## What is expected
Please rewrite the records below, replacing every "query phrase" with "search phrase" and leaving everything else unchanged.

## Source material
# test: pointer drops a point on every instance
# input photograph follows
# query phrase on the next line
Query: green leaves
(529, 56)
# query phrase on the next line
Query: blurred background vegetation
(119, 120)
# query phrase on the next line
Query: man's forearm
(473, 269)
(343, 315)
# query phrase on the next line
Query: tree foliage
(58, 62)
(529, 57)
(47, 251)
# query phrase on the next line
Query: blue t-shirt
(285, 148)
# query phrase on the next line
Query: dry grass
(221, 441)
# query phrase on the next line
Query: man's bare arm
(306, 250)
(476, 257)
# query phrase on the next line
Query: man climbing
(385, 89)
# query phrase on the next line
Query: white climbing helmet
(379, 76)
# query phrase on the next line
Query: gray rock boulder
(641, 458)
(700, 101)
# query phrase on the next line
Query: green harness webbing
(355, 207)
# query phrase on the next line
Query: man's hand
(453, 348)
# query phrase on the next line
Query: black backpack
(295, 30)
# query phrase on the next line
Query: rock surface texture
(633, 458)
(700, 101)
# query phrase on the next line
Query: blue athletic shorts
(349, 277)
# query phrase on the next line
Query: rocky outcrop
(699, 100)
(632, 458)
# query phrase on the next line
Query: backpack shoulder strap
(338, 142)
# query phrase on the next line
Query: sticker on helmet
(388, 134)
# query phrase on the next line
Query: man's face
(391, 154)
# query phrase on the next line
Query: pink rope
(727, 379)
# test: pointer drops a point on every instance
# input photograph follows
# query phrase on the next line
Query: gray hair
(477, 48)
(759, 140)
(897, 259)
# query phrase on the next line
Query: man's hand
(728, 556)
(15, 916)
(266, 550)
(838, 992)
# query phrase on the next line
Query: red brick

## Result
# test: pointer drops a point on every instance
# input photograph follows
# search phrase on the next line
Query: green leaves
(529, 56)
# search phrase on the next line
Query: blurred background vegetation
(119, 120)
# search phrase on the next line
Query: man's forearm
(473, 269)
(343, 315)
# search phrase on the next line
Query: tree foliage
(58, 62)
(529, 57)
(47, 251)
# search phrase on the next line
Query: blue t-shirt
(285, 148)
# search phrase on the next line
Query: dry grass
(221, 441)
# search phrase on the next line
Query: man's bare arm
(306, 250)
(476, 257)
# search phrase on the next line
Query: man climbing
(385, 89)
# search phrase on the next line
Query: white climbing helmet
(379, 76)
# search phrase on the next line
Query: gray rock boulder
(641, 458)
(700, 101)
# search phrase on the next line
Query: green harness webbing
(355, 207)
# search phrase on the next line
Query: man's hand
(453, 348)
# search phrase on the next line
Query: black backpack
(295, 30)
# search phrase on the next line
Query: rock surface texture
(633, 458)
(700, 101)
# search phrase on the next line
Query: blue athletic shorts
(349, 277)
# search phrase on the next line
Query: rocky outcrop
(699, 100)
(632, 458)
# search phrase on the next line
Query: backpack shoulder strap
(338, 142)
# search phrase on the next line
Query: sticker on helmet
(388, 134)
# search phrase on the next line
Query: man's face
(391, 154)
# search phrase on the next line
Query: pink rope
(727, 379)
# test: pointer drops a point on every instance
# input photograph follows
# search phrase on the next line
Query: gray hair
(477, 48)
(759, 140)
(897, 259)
# search phrase on the next line
Query: man's hand
(728, 556)
(15, 916)
(266, 550)
(838, 992)
# search phrase on the next line
Query: red brick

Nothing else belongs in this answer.